• **TASK SET**
A. According to the passage about the MBTA station reopening, roughly how many people use the station for their daily commute?
B. Copy the passage about the MBTA station reopening word for word, everything from "Gonneville on Monday" down to "of an evacuation.".
C. Proceed with the news passage about the MBTA station reopening, writing on from its final sentence.

• **GIVEN PASSAGE**
The driver of the car was found unconscious and taken to a local hospital, according to Cambridge first responders, but more hasn't been shared about what made investigators call the act "intentional."
Gonneville on Monday referred questions about their status to MBTA Transit Police, which was working with local prosecutors. A representative for transit police had no update regarding the driver, their identity or if charges will be brought.
About 5,000 people use the station for their daily commute, according to Gonneville, and the MBTA is working to ensure all travelers' safety when the facility reopens in stages.
The garage will be reopened first, with access to the mezzanine and roof restricted. Then, as soon as next week, the entrance to the Red Line next to Russell Field — across Alewife Brook Parkway — will reopen, allowing Red Line service to resume. But Gonneville said that the MBTA first needs to ensure that the station would be safe in case of an evacuation.

Image point grounding data:
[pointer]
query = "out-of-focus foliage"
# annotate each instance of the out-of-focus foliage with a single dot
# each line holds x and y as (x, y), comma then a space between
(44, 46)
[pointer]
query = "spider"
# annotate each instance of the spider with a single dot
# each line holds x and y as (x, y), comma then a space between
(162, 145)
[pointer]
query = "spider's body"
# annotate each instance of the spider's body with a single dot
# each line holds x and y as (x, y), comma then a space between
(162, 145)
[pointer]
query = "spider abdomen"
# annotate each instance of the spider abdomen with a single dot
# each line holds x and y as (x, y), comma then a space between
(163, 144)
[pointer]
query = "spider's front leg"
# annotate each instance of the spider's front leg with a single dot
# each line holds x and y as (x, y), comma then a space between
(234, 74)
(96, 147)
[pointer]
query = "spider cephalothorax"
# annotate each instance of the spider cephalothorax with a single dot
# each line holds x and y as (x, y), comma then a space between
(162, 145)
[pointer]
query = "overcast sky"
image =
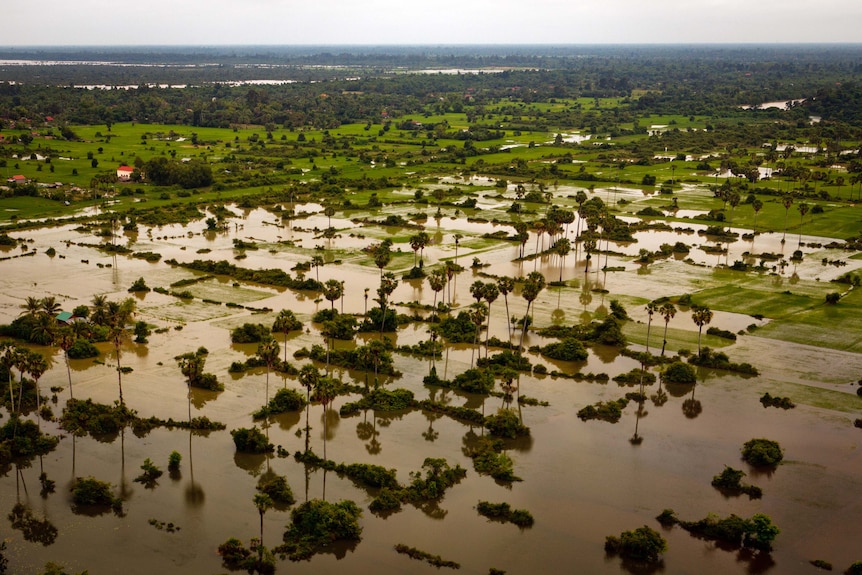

• **ANSWERS IN ORDER**
A. About 5,000 people.

B.
Gonneville on Monday referred questions about their status to MBTA Transit Police, which was working with local prosecutors. A representative for transit police had no update regarding the driver, their identity or if charges will be brought.
About 5,000 people use the station for their daily commute, according to Gonneville, and the MBTA is working to ensure all travelers' safety when the facility reopens in stages.
The garage will be reopened first, with access to the mezzanine and roof restricted. Then, as soon as next week, the entrance to the Red Line next to Russell Field — across Alewife Brook Parkway — will reopen, allowing Red Line service to resume. But Gonneville said that the MBTA first needs to ensure that the station would be safe in case of an evacuation.

C.
Lastly, while the 5-ton barrier has been removed from the roof trusses, the full station won't reopen until the roof is fully evaluated for safety and a barrier is put up to prevent a similar incident, Gonneville said.
"This was a very serious incident and cetainly something we are making sure as well, when we open the station … that the situation will be safe," he said.
Buses were picking up and dropping off passengers in the station's busway. Anyone who uses Alewife Station to travel was encouraged to look at the MBTA Trip Planner for alternate routes, including the Commuter Rail.
"It took me off guard," commuter Nakisha Leonardo said. "When I got here I Thought they were just doing construction."